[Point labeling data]
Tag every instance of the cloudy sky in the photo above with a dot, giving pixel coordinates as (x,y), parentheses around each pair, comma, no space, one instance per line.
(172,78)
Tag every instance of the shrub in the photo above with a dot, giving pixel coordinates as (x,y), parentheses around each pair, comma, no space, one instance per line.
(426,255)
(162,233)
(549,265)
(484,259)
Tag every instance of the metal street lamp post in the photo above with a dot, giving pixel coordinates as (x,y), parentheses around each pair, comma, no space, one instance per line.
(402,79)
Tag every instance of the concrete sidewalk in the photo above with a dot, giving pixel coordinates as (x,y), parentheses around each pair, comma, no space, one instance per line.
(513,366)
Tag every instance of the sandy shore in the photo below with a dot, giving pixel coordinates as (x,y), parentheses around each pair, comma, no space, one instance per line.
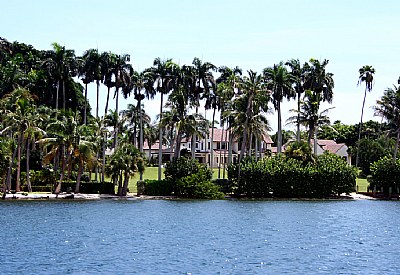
(130,196)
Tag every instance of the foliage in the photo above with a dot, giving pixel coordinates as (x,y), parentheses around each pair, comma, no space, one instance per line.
(191,179)
(300,151)
(288,177)
(157,187)
(385,173)
(371,150)
(183,167)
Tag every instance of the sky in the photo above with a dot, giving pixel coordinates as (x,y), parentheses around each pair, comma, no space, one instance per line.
(252,34)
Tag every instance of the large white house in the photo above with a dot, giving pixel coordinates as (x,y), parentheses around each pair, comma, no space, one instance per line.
(203,148)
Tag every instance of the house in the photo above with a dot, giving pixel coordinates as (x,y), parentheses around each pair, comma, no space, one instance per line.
(220,147)
(323,145)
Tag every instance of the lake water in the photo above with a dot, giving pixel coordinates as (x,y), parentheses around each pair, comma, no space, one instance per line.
(199,237)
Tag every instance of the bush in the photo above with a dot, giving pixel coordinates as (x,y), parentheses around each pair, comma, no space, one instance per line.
(89,187)
(157,187)
(385,173)
(183,167)
(288,177)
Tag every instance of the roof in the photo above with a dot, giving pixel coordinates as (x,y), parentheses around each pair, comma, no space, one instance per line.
(330,145)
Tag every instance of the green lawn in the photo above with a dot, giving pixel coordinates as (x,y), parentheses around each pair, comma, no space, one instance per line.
(151,173)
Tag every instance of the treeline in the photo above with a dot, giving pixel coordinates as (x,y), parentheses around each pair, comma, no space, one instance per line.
(46,121)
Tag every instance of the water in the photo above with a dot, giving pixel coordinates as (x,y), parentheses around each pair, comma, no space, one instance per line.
(199,237)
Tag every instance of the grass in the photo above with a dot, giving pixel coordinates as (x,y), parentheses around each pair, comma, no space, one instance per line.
(151,173)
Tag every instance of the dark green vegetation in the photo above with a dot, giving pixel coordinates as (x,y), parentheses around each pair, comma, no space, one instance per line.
(289,177)
(48,135)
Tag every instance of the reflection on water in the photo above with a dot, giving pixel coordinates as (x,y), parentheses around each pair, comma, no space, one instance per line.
(199,237)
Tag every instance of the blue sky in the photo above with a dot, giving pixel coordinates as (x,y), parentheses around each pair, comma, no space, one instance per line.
(249,34)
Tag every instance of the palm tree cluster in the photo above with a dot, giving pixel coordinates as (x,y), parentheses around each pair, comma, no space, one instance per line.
(69,138)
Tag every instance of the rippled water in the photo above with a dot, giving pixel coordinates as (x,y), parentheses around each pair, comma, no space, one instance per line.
(199,237)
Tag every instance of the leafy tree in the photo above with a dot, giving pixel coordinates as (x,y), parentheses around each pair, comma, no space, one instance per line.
(366,75)
(279,81)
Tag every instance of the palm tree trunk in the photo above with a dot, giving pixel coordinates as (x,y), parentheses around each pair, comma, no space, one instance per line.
(160,139)
(104,158)
(315,140)
(85,109)
(108,98)
(298,116)
(225,149)
(125,186)
(18,179)
(3,197)
(97,98)
(57,188)
(359,129)
(28,178)
(63,95)
(396,147)
(279,143)
(230,153)
(78,177)
(246,128)
(212,141)
(57,94)
(140,134)
(9,172)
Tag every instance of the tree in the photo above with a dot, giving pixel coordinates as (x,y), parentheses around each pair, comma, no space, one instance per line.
(388,107)
(164,72)
(251,86)
(125,161)
(297,73)
(203,82)
(61,63)
(366,75)
(279,81)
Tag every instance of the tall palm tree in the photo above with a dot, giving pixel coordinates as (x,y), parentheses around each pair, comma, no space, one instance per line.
(164,73)
(203,80)
(310,117)
(388,107)
(366,75)
(90,70)
(62,64)
(279,81)
(298,72)
(251,86)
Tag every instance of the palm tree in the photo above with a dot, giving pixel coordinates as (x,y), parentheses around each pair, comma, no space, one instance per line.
(388,107)
(90,70)
(310,117)
(366,75)
(279,81)
(125,161)
(298,73)
(164,73)
(84,153)
(61,64)
(203,81)
(251,86)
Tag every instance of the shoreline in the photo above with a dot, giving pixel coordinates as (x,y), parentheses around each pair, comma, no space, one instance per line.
(134,196)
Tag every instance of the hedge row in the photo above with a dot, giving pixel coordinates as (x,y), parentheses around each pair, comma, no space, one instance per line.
(288,177)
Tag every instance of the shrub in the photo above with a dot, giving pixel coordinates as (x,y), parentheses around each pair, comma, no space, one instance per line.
(385,173)
(183,167)
(289,177)
(157,187)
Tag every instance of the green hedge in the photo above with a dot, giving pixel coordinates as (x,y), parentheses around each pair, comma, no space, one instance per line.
(156,187)
(89,187)
(288,177)
(385,173)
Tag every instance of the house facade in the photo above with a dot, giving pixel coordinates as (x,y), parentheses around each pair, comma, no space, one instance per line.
(219,144)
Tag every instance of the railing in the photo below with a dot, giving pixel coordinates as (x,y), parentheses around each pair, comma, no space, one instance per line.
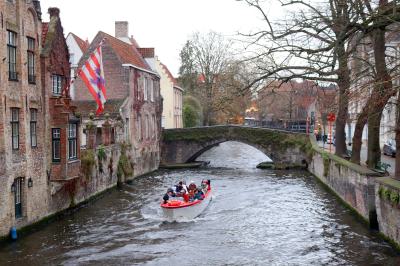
(278,128)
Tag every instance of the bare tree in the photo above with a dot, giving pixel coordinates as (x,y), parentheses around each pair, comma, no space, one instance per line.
(215,77)
(310,45)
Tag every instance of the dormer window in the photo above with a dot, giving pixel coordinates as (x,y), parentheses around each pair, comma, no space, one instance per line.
(57,85)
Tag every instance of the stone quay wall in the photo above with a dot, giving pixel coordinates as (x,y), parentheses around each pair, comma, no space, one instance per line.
(96,176)
(373,197)
(387,192)
(353,184)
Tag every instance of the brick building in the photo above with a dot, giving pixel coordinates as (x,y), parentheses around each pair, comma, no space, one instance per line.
(133,106)
(22,171)
(38,148)
(172,95)
(62,125)
(76,47)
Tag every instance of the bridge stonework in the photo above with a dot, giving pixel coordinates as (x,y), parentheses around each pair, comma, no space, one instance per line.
(283,147)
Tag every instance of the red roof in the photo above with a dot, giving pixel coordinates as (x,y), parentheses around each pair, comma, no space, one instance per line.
(146,52)
(171,77)
(81,43)
(127,53)
(45,28)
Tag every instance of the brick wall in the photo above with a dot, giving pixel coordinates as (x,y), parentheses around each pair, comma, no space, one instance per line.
(114,75)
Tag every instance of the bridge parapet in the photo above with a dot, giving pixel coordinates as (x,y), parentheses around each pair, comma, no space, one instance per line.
(185,145)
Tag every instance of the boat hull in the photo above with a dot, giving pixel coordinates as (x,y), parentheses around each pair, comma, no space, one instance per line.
(187,212)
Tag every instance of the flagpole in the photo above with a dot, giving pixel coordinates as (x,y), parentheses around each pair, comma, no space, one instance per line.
(65,91)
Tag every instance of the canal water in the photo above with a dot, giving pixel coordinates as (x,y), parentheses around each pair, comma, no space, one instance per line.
(256,217)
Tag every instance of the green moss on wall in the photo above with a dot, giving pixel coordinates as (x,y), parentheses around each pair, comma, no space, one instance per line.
(88,160)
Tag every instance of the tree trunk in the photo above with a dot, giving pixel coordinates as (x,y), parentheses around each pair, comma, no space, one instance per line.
(382,87)
(344,85)
(397,162)
(374,149)
(357,137)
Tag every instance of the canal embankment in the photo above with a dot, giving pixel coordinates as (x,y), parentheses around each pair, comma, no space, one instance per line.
(368,193)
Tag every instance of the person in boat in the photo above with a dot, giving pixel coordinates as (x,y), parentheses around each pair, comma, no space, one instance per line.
(179,187)
(170,194)
(204,186)
(192,186)
(191,194)
(198,195)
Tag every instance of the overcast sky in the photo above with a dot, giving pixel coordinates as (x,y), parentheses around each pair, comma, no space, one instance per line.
(163,24)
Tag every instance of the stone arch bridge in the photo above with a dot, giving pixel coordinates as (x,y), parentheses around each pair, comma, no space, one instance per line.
(186,144)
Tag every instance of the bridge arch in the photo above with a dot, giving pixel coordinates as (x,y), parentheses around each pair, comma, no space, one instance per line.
(185,145)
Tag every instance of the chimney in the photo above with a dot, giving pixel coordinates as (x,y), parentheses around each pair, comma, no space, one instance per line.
(54,12)
(121,29)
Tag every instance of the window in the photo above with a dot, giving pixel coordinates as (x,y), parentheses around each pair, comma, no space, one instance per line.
(138,87)
(151,90)
(127,129)
(18,185)
(56,144)
(31,60)
(139,126)
(72,141)
(12,55)
(33,128)
(15,128)
(57,84)
(153,122)
(145,88)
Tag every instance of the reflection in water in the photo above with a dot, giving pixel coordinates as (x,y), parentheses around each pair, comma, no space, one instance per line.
(256,217)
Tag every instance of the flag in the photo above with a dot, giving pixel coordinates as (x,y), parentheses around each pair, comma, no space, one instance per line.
(92,74)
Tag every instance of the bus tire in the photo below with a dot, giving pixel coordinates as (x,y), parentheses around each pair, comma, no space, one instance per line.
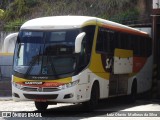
(92,103)
(132,96)
(41,105)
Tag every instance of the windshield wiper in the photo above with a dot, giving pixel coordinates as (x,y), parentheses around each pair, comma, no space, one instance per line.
(53,67)
(32,62)
(31,65)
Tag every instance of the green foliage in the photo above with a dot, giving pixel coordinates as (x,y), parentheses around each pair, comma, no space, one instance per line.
(129,15)
(13,25)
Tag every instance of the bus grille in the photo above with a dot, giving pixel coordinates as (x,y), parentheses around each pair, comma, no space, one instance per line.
(36,89)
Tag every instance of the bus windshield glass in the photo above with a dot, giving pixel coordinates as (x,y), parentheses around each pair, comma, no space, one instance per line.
(45,52)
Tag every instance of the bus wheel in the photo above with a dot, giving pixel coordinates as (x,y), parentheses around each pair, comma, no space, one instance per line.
(132,96)
(92,103)
(41,105)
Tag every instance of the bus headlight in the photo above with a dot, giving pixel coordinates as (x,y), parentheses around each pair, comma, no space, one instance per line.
(17,85)
(71,84)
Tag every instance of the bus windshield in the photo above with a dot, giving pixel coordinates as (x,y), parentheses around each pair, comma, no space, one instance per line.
(45,52)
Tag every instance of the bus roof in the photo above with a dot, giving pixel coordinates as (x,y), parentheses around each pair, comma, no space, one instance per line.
(70,22)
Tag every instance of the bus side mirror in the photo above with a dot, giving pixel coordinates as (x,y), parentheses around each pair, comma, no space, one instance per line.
(78,42)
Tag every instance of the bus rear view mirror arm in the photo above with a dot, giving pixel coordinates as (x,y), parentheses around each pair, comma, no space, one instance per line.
(78,42)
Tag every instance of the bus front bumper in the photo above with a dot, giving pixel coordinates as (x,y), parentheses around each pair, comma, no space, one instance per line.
(74,94)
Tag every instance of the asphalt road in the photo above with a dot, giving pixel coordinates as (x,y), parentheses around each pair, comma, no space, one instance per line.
(113,109)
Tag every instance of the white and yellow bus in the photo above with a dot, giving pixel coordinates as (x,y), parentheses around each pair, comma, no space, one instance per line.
(79,59)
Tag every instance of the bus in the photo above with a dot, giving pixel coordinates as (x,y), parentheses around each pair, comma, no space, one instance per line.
(79,59)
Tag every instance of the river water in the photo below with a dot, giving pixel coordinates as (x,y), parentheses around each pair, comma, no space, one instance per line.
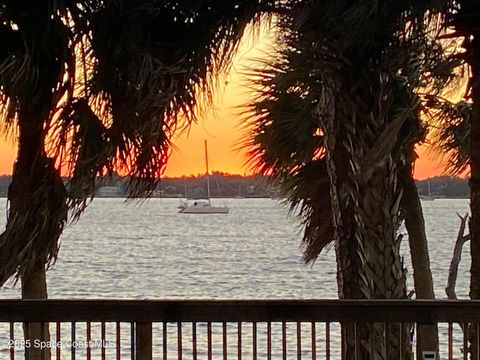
(129,250)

Task prompt >> Put the data from the line containing "Tag every instance of the asphalt" through the end of the data into a two-column CSV with the columns "text" and "answer". Give one row per item, put each value in a single quoted field with line breaks replaced by spaces, and leave out the pictures.

Task solution >>
text,answer
"Tag every instance of the asphalt road in the photo above with a dot, giving pixel coordinates as (x,y), parentheses around each pair, comma, no space, one instance per line.","(113,109)"
"Tag every instance of the white and yellow bus in the photo above with a dot, giving pixel coordinates as (x,y), parentheses around each pair, comma, no space, one instance per line.","(79,59)"
"Tag every instance of the bus in the photo above with a dot, giving pixel coordinates as (x,y), parentheses around each pair, comma, no space, one instance per line.","(79,59)"
"Tag every instance of the river water in the photo below with a dot, giving pixel coordinates as (x,y), parentheses around each pair, comma, no space, one instance per line.","(129,250)"